Segment Start: Data extract

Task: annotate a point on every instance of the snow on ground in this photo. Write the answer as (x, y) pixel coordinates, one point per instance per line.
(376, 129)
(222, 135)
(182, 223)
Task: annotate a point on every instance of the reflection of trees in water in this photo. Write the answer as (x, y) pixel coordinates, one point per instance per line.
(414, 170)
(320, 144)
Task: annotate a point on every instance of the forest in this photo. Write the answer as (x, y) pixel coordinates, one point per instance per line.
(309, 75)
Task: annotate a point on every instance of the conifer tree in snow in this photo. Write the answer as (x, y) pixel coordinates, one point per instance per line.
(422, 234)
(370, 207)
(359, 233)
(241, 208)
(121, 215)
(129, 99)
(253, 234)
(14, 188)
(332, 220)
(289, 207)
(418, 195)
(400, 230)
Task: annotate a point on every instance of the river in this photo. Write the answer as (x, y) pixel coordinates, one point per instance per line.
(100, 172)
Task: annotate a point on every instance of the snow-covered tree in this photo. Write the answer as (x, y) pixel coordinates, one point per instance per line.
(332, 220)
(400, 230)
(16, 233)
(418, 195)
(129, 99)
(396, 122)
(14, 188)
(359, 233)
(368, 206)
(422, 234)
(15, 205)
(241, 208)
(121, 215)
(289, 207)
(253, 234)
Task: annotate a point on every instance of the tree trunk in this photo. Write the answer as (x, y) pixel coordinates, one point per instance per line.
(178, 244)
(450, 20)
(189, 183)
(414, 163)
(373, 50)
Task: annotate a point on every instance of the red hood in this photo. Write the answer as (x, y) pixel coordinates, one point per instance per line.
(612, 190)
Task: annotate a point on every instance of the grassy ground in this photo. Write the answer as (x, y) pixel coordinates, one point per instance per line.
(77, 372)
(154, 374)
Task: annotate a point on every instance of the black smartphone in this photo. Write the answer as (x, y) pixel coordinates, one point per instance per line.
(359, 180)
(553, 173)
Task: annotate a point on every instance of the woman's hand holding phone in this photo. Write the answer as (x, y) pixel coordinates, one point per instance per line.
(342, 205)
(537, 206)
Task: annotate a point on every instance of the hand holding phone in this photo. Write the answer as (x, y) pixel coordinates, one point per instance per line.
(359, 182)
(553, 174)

Segment End: Data extract

* _Work to complete_
Repeat the whole of the data above exactly as it appears.

* _Completed task_
Task: annotate a point on every instance of the snow on ground in this photo. Write the answer as (x, y) pixel coordinates, one point per instance per line.
(376, 129)
(222, 135)
(182, 223)
Task: annotate a point on every instance of the reflection of trees in water in this photo. Write the answer as (x, y) pixel coordinates, one point per instance per line.
(414, 170)
(320, 144)
Task: annotate a point on every instance of the forest in this photo. Write the answer as (x, y) pixel coordinates, one point per instance per line.
(309, 75)
Task: annotate a point on every instance of the conifer tree in snow in this photo. Write the answer as (x, y) pixel coordinates, one point per instance per line.
(422, 234)
(370, 207)
(359, 233)
(241, 208)
(121, 215)
(129, 99)
(253, 234)
(14, 188)
(332, 220)
(289, 207)
(418, 195)
(400, 230)
Task: annotate a point on every instance of the river in this photo. Write the answer as (x, y) pixel coordinates, one point per instance per line.
(100, 172)
Task: annotate a point on every instance of the snow-covered tree in this photo. Write the answer as (x, y) pixel coordinates, one point per instance per line.
(332, 220)
(400, 230)
(16, 233)
(418, 195)
(129, 99)
(396, 122)
(14, 188)
(359, 233)
(368, 206)
(422, 234)
(15, 205)
(241, 208)
(121, 215)
(289, 207)
(253, 234)
Task: annotate a point on every instance of the tree trunk in this photo. Write the answer as (x, y) pixel coordinates, one point per instance per line.
(178, 244)
(450, 20)
(189, 183)
(414, 163)
(373, 50)
Task: annotate a point on every instance of the red hood in this photo. Write the answer as (x, y) pixel coordinates, one point per instance per line.
(612, 190)
Task: annotate a point on every instance of the grassy ground in this photo. Write the answer as (x, y) pixel coordinates, one point per instance per line.
(77, 372)
(154, 374)
Task: annotate a point on every instance of the black smartphone in this photo. Write the answer as (x, y) pixel coordinates, one point per instance per line.
(359, 180)
(553, 173)
Task: annotate a point on every instance of the woman's hand holding phone in this photo. Write the answer as (x, y) pixel coordinates, one point per instance per line.
(342, 205)
(537, 206)
Task: annotate a point on every instance of the hand holding phone in this photo. Write the answer as (x, y) pixel coordinates, one point per instance per line.
(359, 182)
(553, 174)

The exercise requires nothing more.